▶ [EXERCISE DESCRIPTION]: Your task is to reproduce the entries below word for word.

▶ [RECORD EXTRACTS]:
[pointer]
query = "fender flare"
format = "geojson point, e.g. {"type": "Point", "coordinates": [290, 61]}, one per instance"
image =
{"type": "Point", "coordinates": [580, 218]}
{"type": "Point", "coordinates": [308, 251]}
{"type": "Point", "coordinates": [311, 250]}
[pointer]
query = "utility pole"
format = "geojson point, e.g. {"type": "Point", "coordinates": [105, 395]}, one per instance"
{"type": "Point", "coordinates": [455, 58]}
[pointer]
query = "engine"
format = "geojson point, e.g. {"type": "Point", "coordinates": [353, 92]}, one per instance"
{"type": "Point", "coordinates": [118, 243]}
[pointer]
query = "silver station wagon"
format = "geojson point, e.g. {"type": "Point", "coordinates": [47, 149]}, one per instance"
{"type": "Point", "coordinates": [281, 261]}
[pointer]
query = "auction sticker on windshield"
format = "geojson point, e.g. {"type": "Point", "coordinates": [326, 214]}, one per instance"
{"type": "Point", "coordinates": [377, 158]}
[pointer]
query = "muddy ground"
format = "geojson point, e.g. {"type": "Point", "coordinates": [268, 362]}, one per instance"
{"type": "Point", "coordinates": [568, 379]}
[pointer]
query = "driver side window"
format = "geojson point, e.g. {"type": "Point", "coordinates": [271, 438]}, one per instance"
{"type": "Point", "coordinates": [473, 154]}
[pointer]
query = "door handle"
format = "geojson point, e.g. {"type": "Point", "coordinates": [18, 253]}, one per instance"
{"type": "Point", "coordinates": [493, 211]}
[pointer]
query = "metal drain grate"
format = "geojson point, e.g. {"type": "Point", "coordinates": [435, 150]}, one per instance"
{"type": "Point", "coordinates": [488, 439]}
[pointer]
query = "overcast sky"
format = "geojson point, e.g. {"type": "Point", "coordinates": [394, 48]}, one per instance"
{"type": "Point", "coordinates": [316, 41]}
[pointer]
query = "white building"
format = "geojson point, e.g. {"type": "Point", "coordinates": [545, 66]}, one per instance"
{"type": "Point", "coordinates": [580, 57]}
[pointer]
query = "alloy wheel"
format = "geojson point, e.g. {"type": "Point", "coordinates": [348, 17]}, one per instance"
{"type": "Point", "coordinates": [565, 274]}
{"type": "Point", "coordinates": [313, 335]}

▶ [WRITTEN RESPONSE]:
[pointer]
query = "fender flare"
format = "geojson point, e.g. {"type": "Point", "coordinates": [290, 61]}, one per instance"
image =
{"type": "Point", "coordinates": [580, 218]}
{"type": "Point", "coordinates": [308, 251]}
{"type": "Point", "coordinates": [311, 250]}
[pointer]
query = "utility pole"
format = "geojson point, e.g. {"type": "Point", "coordinates": [105, 395]}, one per instance"
{"type": "Point", "coordinates": [455, 58]}
[pointer]
query = "engine"
format = "geojson point, e.g. {"type": "Point", "coordinates": [353, 92]}, one per instance"
{"type": "Point", "coordinates": [118, 243]}
[pointer]
query = "silver station wagon"
format = "geojson point, e.g. {"type": "Point", "coordinates": [47, 149]}, one per instance"
{"type": "Point", "coordinates": [281, 261]}
[pointer]
query = "auction sticker on windshield"
format = "geojson point, e.g. {"type": "Point", "coordinates": [326, 214]}, one per instance"
{"type": "Point", "coordinates": [377, 158]}
[pointer]
query = "muddy ground"
format = "geojson point, e.g. {"type": "Point", "coordinates": [268, 362]}, one per instance"
{"type": "Point", "coordinates": [568, 379]}
[pointer]
query = "driver side window"
format = "geojson point, e.g. {"type": "Point", "coordinates": [271, 438]}, one per instance"
{"type": "Point", "coordinates": [473, 154]}
[pointer]
query = "door handle"
format = "geojson point, e.g. {"type": "Point", "coordinates": [18, 253]}, one per instance"
{"type": "Point", "coordinates": [493, 211]}
[pointer]
query = "metal drain grate"
format = "geojson point, e.g. {"type": "Point", "coordinates": [435, 150]}, one per instance"
{"type": "Point", "coordinates": [488, 439]}
[pointer]
query = "overcast sky"
format = "geojson point, e.g. {"type": "Point", "coordinates": [394, 48]}, one per instance"
{"type": "Point", "coordinates": [316, 41]}
[pointer]
query = "white building"
format = "geojson point, e.g. {"type": "Point", "coordinates": [545, 66]}, one per instance"
{"type": "Point", "coordinates": [580, 57]}
[pointer]
query = "alloy wheel"
format = "geojson point, e.g. {"type": "Point", "coordinates": [348, 17]}, one per instance"
{"type": "Point", "coordinates": [565, 274]}
{"type": "Point", "coordinates": [313, 335]}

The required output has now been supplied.